▶ [Objectif 1] Dans le texte sur l'ambassade siamoise, nommez toutes les personnes qui reçurent cette ambassade au château de Fontainebleau.
▶ [Objectif 2] Citez mot pour mot le passage des enregistrements qui va de la ligne contenant « draw the outline of the lower floor window » jusqu'à la fin des enregistrements, ces deux bornes comprises.

Tableau de la réception des ambassadeurs siamois par Gérôme
Commentaire du tableau
Détails du tableau (lien extérieur, site de la RMN)

Traduction de l'article The Second Empire and Siam: a brief look at Franco-Siamese relations during the 19th century d'Hamisch Davey Wright (webéditeur napoleon.org anglais)

La France, la Grande-Bretagne et le Royaume de Siam

Le 27 juin 1861, Napoléon III, Eugénie et le Prince impérial reçurent en grande pompe l'ambassade siamoise, envoyée par le roi Rama IV, dans la salle de bal au château de Fontainebleau. La réception faite d'un cortège d'ambassadeurs fut un ballet de somptueux costumes et des cadeaux luxueux. L'ambassade était venue en réponse à un traité franco-siamois d'amitié et d'entente commerciale signé cinq ans plus tôt.
 
Le Moniteur Universel (du 28 juin) décrit de nombreux détails du cérémonial de la réception : « En entrant dans la salle, les ambassadeurs et leur entourage se mirent à genoux, puis poursuivirent leur avancée ainsi et les coudes jusqu'à la balustrade derrière laquelle était assise la cour impériale. Cette marche était difficile, en particulier pour le premier ambassadeur qui portait un chapeau peu commode, de forme conique à larges bords, et tenait dans ses mains un grand calice d'or au support troué, dans lequel avaient été placés deux récipients et dans chacun une lettre des rois codirigeants du Siam. Arrivé à destination, le premier ambassadeur, visiblement ému, plaça devant lui son précieux fardeau et se prosterna trois fois, [à chaque fois] levant les mains au-dessus de sa tête. Tandis qu'il s'exécutait, les autres membres de sa délégation firent les mêmes gestes. »
 
Cette procession cérémonielle fut suivie d'une allocution au nom du royaume siamois, traduite en français par le missionnaire qui accompagnait la délégation et lui servait d'interprète, le Père La Renaudie.

Éléments du jeu de données:
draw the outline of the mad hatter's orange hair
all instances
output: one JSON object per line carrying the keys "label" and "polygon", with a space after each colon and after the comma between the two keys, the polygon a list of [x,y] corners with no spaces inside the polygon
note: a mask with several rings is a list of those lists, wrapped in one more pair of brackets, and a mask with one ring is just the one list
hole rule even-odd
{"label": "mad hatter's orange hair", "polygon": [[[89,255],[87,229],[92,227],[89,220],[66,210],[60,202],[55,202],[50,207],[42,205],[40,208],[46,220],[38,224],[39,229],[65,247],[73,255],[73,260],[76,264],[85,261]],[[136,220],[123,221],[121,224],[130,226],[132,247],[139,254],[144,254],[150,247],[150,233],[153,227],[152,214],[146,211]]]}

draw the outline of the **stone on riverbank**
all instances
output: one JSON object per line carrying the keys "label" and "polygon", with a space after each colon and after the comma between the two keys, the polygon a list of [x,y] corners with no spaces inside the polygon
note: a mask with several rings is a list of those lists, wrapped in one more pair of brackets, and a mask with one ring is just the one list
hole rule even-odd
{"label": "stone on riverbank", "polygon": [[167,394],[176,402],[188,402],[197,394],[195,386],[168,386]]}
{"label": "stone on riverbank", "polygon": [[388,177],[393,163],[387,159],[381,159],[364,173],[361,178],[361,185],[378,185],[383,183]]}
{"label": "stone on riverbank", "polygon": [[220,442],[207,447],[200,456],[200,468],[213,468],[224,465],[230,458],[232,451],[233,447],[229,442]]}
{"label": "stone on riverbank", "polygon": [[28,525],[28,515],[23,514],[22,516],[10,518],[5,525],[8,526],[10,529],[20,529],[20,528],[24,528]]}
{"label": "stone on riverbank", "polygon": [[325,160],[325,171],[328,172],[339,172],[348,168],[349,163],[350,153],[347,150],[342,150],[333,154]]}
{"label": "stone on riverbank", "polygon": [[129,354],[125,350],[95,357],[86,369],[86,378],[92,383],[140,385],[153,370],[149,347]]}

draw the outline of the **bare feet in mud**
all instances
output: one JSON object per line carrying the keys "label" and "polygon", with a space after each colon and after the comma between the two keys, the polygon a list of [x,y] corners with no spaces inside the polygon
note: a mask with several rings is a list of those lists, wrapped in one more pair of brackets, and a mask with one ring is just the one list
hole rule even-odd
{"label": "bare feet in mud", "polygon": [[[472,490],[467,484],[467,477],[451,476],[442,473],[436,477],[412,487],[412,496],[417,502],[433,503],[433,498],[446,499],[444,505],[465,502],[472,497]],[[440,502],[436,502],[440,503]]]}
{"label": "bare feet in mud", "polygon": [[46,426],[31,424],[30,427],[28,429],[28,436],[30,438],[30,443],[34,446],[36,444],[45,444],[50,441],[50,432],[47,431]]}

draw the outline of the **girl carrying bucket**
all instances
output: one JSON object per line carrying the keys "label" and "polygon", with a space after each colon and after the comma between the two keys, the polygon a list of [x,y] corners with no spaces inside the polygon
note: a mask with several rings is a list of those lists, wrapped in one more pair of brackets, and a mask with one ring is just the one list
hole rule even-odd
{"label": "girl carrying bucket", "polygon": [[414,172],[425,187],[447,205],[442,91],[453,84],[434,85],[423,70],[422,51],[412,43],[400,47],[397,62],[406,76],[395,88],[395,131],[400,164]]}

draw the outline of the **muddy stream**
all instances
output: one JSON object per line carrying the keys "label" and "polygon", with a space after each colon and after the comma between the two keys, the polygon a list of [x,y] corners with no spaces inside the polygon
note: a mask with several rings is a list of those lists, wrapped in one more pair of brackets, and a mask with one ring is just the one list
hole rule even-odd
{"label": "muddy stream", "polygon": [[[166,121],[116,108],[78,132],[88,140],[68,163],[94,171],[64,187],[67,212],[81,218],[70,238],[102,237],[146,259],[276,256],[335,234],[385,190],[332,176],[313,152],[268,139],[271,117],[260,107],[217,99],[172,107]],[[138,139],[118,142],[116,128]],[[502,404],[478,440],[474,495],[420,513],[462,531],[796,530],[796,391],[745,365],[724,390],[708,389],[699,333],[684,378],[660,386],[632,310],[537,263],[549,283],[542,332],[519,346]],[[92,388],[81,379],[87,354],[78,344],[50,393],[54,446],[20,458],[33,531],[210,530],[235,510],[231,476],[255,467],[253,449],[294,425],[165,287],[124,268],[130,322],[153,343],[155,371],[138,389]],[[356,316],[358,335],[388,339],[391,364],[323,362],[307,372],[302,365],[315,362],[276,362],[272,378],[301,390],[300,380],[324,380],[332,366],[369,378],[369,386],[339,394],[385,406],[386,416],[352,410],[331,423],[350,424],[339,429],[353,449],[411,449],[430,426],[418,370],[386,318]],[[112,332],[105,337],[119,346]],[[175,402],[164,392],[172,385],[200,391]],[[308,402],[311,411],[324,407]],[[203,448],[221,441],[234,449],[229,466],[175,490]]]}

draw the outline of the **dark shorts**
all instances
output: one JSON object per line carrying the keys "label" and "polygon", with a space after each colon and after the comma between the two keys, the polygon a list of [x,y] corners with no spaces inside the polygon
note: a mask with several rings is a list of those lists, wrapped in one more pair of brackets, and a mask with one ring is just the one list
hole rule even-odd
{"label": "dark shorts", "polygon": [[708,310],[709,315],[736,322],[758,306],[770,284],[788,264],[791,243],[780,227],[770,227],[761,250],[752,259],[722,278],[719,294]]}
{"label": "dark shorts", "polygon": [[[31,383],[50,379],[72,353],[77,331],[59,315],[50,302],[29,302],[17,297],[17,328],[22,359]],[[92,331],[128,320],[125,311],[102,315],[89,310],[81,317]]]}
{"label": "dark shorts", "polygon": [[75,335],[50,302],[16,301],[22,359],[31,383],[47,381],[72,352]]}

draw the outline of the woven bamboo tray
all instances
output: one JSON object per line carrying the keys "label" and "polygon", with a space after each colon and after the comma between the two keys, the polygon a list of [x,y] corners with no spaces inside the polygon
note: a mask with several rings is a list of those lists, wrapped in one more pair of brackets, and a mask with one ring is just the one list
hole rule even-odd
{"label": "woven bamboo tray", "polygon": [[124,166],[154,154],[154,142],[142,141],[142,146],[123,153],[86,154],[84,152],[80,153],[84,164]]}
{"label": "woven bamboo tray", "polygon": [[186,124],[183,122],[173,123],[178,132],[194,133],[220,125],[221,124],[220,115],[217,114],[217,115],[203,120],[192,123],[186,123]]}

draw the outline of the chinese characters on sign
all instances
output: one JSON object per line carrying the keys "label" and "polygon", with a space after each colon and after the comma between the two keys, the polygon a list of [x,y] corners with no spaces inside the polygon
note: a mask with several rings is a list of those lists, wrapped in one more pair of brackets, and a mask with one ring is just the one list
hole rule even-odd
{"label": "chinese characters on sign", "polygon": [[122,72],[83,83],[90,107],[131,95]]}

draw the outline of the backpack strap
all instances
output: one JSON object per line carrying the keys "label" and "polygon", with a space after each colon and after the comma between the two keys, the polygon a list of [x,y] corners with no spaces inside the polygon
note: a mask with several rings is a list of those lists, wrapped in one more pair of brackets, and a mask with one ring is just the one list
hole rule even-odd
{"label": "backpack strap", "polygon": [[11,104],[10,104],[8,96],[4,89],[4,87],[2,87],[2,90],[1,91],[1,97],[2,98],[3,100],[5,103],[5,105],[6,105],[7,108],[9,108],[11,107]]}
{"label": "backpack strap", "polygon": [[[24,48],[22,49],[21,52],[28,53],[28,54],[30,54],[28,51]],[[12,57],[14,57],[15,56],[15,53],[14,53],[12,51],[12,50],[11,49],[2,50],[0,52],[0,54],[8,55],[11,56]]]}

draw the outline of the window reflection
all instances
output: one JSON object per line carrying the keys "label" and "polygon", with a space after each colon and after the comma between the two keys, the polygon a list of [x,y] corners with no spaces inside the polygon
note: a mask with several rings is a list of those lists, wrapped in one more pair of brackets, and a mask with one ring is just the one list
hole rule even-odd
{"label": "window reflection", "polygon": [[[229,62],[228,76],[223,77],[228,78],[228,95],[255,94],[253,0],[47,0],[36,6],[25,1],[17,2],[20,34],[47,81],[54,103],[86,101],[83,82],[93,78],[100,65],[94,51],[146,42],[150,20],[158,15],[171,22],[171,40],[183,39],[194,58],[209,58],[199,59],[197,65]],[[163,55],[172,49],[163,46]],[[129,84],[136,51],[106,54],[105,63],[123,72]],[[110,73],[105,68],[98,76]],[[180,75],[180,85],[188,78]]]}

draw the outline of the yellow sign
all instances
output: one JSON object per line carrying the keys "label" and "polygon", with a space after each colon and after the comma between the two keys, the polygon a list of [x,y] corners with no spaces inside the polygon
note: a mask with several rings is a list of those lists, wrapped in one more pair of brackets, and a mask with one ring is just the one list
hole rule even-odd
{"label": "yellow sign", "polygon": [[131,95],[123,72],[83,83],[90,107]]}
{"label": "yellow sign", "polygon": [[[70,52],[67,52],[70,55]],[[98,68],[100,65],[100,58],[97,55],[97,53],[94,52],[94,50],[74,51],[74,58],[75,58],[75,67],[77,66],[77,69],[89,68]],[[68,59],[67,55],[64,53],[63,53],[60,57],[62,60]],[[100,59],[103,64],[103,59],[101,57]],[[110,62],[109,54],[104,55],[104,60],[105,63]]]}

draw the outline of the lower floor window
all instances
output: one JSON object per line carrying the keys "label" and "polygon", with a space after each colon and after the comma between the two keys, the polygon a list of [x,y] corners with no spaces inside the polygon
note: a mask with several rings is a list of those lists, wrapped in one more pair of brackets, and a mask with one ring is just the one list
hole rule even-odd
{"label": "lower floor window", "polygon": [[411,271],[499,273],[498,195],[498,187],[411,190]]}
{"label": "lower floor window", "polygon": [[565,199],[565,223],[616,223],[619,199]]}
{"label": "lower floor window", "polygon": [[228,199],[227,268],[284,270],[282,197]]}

▶ [Résultat attendu 1]
Napoléon III
Eugénie
le Prince impérial

▶ [Résultat attendu 2]
draw the outline of the lower floor window
all instances
output: one JSON object per line carrying the keys "label" and "polygon", with a space after each colon and after the comma between the two keys, the polygon a list of [x,y] corners with no spaces inside the polygon
note: a mask with several rings is a list of those lists, wrapped in one more pair of brackets, and a mask with one ring is just the one list
hole rule even-odd
{"label": "lower floor window", "polygon": [[411,271],[499,273],[498,195],[498,187],[411,190]]}
{"label": "lower floor window", "polygon": [[565,199],[565,223],[616,223],[619,199]]}
{"label": "lower floor window", "polygon": [[228,199],[227,268],[284,270],[282,197]]}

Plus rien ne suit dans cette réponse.